═══ Document segment

In many countries, such as the US, India, and Germany, citizens and businesses must pay an incremental income tax each year based on their overall earnings for that year. This rate is determined on a fairly set scale, in which the overall earnings of income earners are used to determine their tax brackets; in some countries, there are a dozen different brackets while in other countries there are only two. Brackets are determined by income — for example, one bracket may include all citizens who earned between $1,000 USD and $150,000 USD, while another includes earnings of more than $150,000 USD. Once the correct bracket is determined, the taxpayer pays the corresponding tax rate to the government. If he has a change in income, he will move up or down accordingly on the scale, most likely changing the amount of money owed in taxes.

Change in Earnings

The division between brackets can have a tremendous impact on the amount of taxes that have to be paid by citizens and businesses. As a result, having an incremental tax system can be beneficial for many people who earn less money, as their rate is generally lower than those who earn more. If a taxpayer is near the upper limit of one bracket and chooses to make an investment that earns revenue, that investment could move him or her up into the next bracket. Most likely this means that the investor now has to pay more in taxes, which may lessen the profit made from an investment or even turn it into an overall loss. On the other hand, many citizens and corporations will pay less taxes if they drop down a bracket after earning less income than they did the previous year.

Tax Increment Financing

It is important that the terms “incremental tax” and “tax increment financing” should not be confused, since they are very different concepts. Tax increment financing is a process by which public financing for community developments and projects, such as renovation of a section of a city, is financed. This system is typically accomplished through investors that are repaid through future profits, usually as government bonds. These bonds are repaid using future revenue, the increment, which is made off of the increased value of the developed area. Such tax increment financing is not always profitable, however, and can result in a loss of finances once investors are repaid.

══════
═══ Entries

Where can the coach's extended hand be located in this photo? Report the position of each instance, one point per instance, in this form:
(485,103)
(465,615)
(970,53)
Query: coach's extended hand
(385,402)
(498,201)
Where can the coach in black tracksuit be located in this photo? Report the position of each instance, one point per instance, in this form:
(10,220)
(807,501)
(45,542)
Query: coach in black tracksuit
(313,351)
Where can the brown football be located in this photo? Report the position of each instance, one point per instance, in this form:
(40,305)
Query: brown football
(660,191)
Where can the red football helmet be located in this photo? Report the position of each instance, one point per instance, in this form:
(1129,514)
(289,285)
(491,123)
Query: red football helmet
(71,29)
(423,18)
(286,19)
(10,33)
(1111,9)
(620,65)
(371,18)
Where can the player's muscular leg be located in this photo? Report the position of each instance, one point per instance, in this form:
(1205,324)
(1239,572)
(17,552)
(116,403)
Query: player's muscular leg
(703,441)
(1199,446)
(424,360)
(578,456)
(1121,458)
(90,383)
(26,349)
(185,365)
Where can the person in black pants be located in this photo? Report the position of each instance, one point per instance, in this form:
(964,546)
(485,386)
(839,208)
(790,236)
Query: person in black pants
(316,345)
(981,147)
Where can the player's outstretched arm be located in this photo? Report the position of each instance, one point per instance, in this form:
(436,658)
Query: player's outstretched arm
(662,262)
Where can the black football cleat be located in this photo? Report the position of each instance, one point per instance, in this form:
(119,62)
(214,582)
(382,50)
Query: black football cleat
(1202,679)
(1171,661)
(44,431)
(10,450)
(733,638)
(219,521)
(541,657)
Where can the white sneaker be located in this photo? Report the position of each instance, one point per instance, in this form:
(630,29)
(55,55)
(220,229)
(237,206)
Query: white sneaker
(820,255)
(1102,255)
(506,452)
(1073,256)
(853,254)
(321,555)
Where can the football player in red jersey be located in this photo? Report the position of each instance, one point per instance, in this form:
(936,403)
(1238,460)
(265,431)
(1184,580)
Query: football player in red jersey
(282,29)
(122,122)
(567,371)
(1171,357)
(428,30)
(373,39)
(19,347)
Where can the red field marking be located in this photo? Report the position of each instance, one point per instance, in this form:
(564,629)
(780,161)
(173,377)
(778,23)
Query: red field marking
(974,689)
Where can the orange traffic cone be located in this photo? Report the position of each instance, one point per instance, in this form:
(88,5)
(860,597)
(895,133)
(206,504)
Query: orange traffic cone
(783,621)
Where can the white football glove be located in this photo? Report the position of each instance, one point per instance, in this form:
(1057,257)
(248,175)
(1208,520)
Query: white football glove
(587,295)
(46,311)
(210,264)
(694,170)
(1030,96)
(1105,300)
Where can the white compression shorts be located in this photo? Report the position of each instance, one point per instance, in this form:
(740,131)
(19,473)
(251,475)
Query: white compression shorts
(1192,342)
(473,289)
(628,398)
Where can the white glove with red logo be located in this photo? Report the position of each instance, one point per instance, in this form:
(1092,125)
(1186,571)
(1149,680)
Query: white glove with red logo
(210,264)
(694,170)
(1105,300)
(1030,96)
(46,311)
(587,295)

══════

• _Instructions for the task_: In the passage on incremental tax, set down word for word the part that opens with the words "Change in Earnings" and closes with "the previous year.".

• _Exercise solution_:
Change in Earnings

The division between brackets can have a tremendous impact on the amount of taxes that have to be paid by citizens and businesses. As a result, having an incremental tax system can be beneficial for many people who earn less money, as their rate is generally lower than those who earn more. If a taxpayer is near the upper limit of one bracket and chooses to make an investment that earns revenue, that investment could move him or her up into the next bracket. Most likely this means that the investor now has to pay more in taxes, which may lessen the profit made from an investment or even turn it into an overall loss. On the other hand, many citizens and corporations will pay less taxes if they drop down a bracket after earning less income than they did the previous year.